Task requirements:
Reproduce verbatim the entries from the line containing "Could you indicate the hillside" through the end of the entries, inclusive.
BEGIN
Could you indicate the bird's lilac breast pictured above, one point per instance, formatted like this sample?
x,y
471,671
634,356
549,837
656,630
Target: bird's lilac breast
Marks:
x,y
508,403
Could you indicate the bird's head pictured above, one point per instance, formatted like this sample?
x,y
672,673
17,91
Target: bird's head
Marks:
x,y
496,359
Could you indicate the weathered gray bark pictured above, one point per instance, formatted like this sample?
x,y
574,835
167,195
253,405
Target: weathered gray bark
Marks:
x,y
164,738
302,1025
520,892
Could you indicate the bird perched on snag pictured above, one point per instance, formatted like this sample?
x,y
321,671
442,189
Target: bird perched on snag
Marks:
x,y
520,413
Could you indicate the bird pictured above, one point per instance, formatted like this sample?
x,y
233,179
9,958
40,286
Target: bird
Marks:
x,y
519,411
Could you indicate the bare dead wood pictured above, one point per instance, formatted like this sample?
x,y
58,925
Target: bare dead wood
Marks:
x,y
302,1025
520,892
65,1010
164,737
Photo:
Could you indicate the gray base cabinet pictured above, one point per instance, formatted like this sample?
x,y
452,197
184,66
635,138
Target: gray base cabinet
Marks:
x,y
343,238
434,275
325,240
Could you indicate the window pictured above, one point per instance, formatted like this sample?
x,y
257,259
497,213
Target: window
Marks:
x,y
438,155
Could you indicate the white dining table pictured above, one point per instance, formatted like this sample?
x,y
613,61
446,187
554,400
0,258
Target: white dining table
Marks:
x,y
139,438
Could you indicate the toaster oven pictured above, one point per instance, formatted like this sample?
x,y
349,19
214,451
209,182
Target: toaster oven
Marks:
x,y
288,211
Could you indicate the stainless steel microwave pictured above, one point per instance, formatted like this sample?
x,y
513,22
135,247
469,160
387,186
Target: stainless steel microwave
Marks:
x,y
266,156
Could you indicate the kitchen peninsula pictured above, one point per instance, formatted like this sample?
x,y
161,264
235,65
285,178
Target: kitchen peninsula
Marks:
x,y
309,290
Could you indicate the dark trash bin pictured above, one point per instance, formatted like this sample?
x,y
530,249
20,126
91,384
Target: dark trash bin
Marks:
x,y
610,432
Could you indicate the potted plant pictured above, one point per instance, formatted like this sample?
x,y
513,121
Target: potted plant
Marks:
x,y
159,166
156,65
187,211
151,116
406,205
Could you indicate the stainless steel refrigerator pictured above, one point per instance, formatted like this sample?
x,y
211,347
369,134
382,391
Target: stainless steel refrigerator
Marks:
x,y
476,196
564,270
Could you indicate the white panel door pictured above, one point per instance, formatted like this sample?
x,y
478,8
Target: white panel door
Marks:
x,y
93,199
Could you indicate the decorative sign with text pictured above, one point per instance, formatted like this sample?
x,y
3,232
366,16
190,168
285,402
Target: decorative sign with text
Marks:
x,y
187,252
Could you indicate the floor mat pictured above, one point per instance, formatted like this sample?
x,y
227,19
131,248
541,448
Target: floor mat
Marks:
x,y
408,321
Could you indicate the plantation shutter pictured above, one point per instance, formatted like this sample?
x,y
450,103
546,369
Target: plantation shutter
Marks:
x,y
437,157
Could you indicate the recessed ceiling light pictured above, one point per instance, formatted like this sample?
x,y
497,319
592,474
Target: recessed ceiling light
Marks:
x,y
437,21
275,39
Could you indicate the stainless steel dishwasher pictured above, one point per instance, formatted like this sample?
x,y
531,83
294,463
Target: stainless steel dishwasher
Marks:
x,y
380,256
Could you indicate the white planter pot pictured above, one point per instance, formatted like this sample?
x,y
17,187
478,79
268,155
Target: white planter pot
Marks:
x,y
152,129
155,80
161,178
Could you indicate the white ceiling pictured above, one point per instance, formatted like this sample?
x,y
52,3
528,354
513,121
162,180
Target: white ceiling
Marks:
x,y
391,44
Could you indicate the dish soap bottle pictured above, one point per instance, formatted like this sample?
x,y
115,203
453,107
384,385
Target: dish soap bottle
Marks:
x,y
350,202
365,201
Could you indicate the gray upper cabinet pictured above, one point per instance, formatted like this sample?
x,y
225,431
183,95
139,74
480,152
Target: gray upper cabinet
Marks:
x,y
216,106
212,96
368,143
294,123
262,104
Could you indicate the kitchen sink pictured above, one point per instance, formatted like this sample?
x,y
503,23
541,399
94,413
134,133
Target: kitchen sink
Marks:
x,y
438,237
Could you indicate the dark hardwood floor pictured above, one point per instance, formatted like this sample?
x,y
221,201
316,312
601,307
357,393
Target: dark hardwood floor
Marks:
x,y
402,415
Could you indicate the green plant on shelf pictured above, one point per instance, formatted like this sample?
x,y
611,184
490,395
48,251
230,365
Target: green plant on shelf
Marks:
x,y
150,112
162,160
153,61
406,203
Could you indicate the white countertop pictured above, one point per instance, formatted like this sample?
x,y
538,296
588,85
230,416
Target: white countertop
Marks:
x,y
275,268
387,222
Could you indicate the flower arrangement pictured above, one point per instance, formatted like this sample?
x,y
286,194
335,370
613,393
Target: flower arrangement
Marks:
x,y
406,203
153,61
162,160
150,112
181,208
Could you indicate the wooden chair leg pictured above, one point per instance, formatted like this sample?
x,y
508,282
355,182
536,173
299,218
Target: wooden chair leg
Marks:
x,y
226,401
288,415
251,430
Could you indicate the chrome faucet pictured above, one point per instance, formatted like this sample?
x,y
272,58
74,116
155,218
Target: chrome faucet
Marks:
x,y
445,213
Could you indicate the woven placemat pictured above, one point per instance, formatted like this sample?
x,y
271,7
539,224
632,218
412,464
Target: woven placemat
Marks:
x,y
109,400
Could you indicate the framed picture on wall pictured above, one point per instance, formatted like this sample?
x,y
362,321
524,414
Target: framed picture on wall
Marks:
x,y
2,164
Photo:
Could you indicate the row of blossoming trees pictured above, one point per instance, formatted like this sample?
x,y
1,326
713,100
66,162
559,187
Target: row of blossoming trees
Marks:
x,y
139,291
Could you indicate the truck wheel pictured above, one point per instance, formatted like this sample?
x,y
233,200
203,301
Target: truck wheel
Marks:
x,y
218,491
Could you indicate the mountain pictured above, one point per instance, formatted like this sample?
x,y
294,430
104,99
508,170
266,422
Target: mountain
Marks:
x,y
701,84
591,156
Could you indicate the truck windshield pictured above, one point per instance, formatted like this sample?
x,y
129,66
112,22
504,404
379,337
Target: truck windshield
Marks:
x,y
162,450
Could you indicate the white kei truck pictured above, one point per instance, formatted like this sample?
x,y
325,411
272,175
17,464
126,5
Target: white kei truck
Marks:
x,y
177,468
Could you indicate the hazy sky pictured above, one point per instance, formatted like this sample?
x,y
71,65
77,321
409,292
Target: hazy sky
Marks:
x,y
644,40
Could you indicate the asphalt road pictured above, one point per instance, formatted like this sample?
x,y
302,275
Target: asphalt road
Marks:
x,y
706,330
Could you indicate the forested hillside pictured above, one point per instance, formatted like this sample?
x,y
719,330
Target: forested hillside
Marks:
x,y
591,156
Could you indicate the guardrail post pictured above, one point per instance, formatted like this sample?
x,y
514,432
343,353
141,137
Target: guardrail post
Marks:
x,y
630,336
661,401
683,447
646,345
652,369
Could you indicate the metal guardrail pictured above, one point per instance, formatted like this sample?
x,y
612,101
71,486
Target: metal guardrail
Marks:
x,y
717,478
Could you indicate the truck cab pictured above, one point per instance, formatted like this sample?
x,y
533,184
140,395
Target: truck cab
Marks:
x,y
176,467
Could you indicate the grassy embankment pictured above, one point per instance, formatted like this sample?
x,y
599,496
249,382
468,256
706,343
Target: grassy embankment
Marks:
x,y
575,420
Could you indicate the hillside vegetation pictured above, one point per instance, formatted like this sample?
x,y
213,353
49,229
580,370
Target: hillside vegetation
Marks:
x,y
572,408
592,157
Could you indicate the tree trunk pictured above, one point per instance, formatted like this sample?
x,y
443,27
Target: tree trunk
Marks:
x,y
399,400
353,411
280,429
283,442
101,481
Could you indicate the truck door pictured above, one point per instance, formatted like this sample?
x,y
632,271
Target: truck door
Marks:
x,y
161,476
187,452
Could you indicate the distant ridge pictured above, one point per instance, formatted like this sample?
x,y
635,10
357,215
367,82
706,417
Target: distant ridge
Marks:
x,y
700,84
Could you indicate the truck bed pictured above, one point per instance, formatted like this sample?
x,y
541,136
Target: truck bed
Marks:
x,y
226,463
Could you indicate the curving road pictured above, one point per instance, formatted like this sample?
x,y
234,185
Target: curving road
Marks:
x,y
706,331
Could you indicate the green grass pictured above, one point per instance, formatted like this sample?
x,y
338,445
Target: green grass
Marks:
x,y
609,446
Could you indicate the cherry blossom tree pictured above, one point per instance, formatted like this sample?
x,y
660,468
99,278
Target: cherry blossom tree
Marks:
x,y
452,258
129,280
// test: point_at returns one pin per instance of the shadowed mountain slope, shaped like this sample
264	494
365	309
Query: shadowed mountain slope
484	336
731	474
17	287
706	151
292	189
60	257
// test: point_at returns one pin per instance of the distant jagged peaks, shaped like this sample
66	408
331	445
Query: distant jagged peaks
END
Reply:
Could you indicate the hillside vegetation pictured above, one point per instance, formatted like this sample?
x,y
213,353
49,229
580,370
Target: hillside vegetation
Marks:
x,y
572,408
592,157
Could you indicate the tree trunk pictured above, one point per instance, formatted like this sample?
x,y
443,27
Target: tree trunk
Marks:
x,y
399,400
353,411
280,429
283,442
101,481
Could you indicate the truck door pictured above, one point per instance, formatted like this sample?
x,y
632,271
Target: truck door
Marks:
x,y
161,476
187,452
Could you indicate the distant ridge pictured above, one point per instance, formatted like this sample?
x,y
635,10
357,215
367,82
706,417
Target: distant ridge
Marks:
x,y
700,84
Could you indicate the truck bed pictured above, one point per instance, formatted like this sample?
x,y
541,136
Target: truck bed
Marks:
x,y
226,463
Could you indicate the curving road pictured above, one point per instance, formatted like this sample?
x,y
234,185
Target: curving road
Marks:
x,y
706,331
Could you indicate the green grass pictured above, one point per instance, formatted like this sample?
x,y
338,445
Target: green grass
Marks:
x,y
609,446
Could you indicate the cherry blossom tree pictured above, one point per instance, formatted like this sample?
x,y
660,468
99,278
Target: cherry blossom tree
Marks:
x,y
452,258
129,280
// test: point_at returns one pin per instance of the shadowed mountain slope, shaped like this sample
264	494
365	309
Query: shadowed mountain slope
484	336
731	474
17	287
706	151
292	189
60	257
// test: point_at returns one pin per instance of the distant jagged peaks, shaped like this sample
66	408
331	445
Query: distant jagged peaks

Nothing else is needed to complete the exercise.